QUOTED TEXT:
Update: Age-restricting online services

TL;DR:

An unexpected development in legislation to age-restrict online services, as the Commons tables a new version of the proposed regulations with the aim of compromising with the Lords. This new clause includes a specific focus on harm, as well as flagging a possible intent to age-restrict text or voice chat and/or live streaming.

"Commons proposes compromise on online age restriction regulations"

We’ll guide you through what the changes are and why they might have been offered. If you find this article helpful and want deeper analysis or tailored advice and support, then get in touch – we’d be happy to discuss how our expertise can meet your needs. Even if you’re just curious about it all, we'd love to chat.


What’s going on?

Parliament has spent the last couple of months arguing between the Commons and the Lords (essentially Labour vs Conservatives) about how to age restrict certain online services. The Lords are insisting that the Children’s Wellbeing and Schools Bill should have a blanket clause banning under-16s from accessing social media, but the Commons are in favour of a clause that allows them to make broader, more flexible regulations as and when necessary (and across a far wider range of online services).


The most recent debate has been in the Lords, where they rejected the Commons version and stuck their own one back in. The Commons now needs to vote on whether to accept this rejection, and the expectation was that it would be a straightforward yes/no vote, with the government’s position winning out. Due to conventions around financial privilege, this would likely have been an end to the matter.


However, the government has unexpectedly tabled a revised proposal that makes some concessions. We combed through the old and new versions to outline the key changes for you.


What’s changing? 

The new clause includes: 
  • A focus on harm 
  • Specific references to content 
  • The need to account for different risks at different ages 
  • Restricting risker comms features 
  • A commitment to review in 6 months 

A focus on harm

The previous government proposal just said “the government can make some laws to age restrict stuff on the internet” (we’re paraphrasing, but that’s the gist). Now it says:


“The Secretary of State may, for the purpose of protecting relevant children from a risk of harm (including harm presented by content), make provision by regulations requiring providers of specified internet services [to age restrict stuff]”


In human speak, they’re now binding themselves to a specific purpose – any restrictions they create must be with the aim of preventing harm to children.


This is a good move. Previously, there were concerns about how wide-ranging the powers would be, since the original wording didn’t specify a purpose and that meant any current/future government could ban children from online services for any reason. As this was a bit hammered on in the Lords, it’s not altogether surprising that the government has made this concession.


Reference to content

In the above, the mention of ‘harm’ is specifically intended to include harm from content. This initially appears to be a strange development, since the Online Safety Act already covers content. However, because the scope of the proposed powers is ‘internet services’* rather than the narrower ‘user-to-user services’ in the OSA, it makes sense to ensure that the same principle applies.


This is almost certainly due to the debates in both Houses constantly raising concerns about content on social media and the need to demonstrate that those have been very clearly recognised. Tbh, it’s probably not going to have a huge impact because almost all of those concerns relate to services that are already covered by the OSA, and specifying that harm can be cause by content isn’t particularly necessary.

MATERIAL PROVIDED:
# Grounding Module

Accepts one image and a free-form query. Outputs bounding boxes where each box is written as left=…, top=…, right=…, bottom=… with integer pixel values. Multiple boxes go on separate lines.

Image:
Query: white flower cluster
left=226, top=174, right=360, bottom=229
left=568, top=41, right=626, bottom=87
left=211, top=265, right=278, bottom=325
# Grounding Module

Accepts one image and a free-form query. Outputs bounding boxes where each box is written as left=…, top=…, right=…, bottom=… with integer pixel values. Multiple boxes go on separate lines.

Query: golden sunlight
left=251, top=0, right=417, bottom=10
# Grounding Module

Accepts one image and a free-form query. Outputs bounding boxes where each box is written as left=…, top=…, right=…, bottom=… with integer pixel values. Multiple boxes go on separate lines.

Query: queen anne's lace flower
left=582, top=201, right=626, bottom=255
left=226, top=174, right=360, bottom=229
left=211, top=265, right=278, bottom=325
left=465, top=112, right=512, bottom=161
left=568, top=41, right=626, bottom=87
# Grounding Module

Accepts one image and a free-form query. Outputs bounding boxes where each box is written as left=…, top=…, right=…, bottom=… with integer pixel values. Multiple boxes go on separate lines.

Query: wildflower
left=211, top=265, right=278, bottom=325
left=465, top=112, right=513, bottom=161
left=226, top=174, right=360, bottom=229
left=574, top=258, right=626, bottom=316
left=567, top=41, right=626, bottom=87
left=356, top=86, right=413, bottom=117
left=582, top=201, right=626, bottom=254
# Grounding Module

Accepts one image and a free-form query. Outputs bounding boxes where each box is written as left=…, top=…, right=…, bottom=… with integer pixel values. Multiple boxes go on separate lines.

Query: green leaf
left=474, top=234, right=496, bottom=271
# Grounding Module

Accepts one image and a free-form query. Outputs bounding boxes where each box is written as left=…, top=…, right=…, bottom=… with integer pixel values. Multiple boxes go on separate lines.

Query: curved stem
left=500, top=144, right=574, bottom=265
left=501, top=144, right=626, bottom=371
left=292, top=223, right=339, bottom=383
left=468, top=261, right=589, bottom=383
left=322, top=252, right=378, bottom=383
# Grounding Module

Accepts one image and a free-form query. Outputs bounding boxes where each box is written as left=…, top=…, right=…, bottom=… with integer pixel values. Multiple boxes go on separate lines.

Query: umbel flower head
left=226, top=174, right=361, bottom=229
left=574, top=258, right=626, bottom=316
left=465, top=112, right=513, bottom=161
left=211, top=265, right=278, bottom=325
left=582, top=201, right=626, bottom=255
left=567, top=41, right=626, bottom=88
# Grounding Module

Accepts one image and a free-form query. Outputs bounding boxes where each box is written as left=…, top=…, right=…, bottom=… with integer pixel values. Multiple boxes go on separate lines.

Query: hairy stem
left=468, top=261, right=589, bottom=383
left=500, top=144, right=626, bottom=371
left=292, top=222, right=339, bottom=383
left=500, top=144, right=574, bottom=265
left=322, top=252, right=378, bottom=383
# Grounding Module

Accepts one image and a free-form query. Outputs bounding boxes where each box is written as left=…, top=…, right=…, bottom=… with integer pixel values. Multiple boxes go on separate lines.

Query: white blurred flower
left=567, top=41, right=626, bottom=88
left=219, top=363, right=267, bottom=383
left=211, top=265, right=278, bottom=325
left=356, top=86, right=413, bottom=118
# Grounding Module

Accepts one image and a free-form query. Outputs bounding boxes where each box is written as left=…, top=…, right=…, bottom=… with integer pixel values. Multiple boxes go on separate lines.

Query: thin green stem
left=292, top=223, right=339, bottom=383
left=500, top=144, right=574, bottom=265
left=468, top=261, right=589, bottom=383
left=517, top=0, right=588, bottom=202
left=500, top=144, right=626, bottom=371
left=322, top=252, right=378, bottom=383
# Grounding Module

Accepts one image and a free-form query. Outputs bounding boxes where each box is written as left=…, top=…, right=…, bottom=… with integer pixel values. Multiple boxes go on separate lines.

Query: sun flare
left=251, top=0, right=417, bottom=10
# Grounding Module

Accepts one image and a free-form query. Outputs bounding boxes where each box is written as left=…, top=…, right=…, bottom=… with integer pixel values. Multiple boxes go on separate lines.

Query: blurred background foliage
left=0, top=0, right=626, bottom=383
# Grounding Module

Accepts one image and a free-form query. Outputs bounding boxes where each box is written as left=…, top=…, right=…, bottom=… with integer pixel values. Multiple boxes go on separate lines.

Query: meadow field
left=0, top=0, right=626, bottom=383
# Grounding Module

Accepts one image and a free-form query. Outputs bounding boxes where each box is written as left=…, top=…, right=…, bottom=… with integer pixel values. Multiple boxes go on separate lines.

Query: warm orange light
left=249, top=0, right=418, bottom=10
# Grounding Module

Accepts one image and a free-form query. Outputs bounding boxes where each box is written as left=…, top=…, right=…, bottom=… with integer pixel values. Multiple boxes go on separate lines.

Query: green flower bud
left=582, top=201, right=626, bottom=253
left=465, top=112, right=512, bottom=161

PROBLEMS TO WORK ON:
• A. In the age-restriction update, which bill do the Lords want to carry a blanket ban on under-16s accessing social media?
• B. According to the age-restriction update, why is the new focus on harm a good move?
• C. Write the next part of the age-restriction update, picking up after its last sentence.
The rows play no part in the work here.

ANSWER SET:
• A. The Children’s Wellbeing and Schools Bill.

• B. The original wording gave no purpose, which meant any current or future government could ban children from online services for any reason. The new clause binds the government to a specific aim: any restrictions must be meant to prevent harm to children.

• C.
* this phrase caused slight panic in the telecoms industry, since ‘internet service providers’ is usually used to refer to the people that sell you your broadband connection. However, in the context of this legislation, it means “things that you do on the internet”. We think “online services” might have been a better phrase, which is why we tend to use it.


Accounting for age/risk

While the previous wording would have allowed the government to make different age restrictions for different services and features, the new clause actively binds them to considering “the fact that children of different ages may be affected by an internet service, or a feature or functionality of an internet service, in different ways”. This is another welcome change, since it means a one-size-fits-all approach has to be justifiable.


Riskier comms features

This is the really, REALLY big one. The government has written out a list of functions that it ‘could’ age restrict under the powers. While the clause doesn’t require them to do this, the degree of specificity (and curious similarity to some of the topics in the open consultation…) is a significant indication that they intend to legislate.


The new clause says that the government can require providers to restrict (notably, not ‘prevent’) access to a service or to a feature or functionality of a service through which:


(i) a user of the service could receive unsolicited contact from a person who is not known to the user;


(ii) a user of the service could encounter live oral communications or live video generated directly on the service, or uploaded to or shared on the service, by a person who is not known to the user;


(iii) a person who is not known to a user of the service could encounter live oral communications or live video generated directly on the service, or uploaded to or shared on the service, by the user;


(iv) a person who is not known to a user of the service could identify the actual or approximate location of the user.


We already know from the consultation that there are concerns about ‘stranger pairing’ (i.e. allowing contact between users who don’t know each other) and that this is particularly the case for video games because there are fears that playing alongside strangers normalises this.


The fact that this is about ‘restricting’ rather than ‘preventing’ access means that there’s potentially scope for providers to use approaches that allow limited types of access, or where features are low-risk and ancillary. It could also be a flag that regulations will be more focused on dealing with the feature of a service rather than banning a whole service because of a single feature.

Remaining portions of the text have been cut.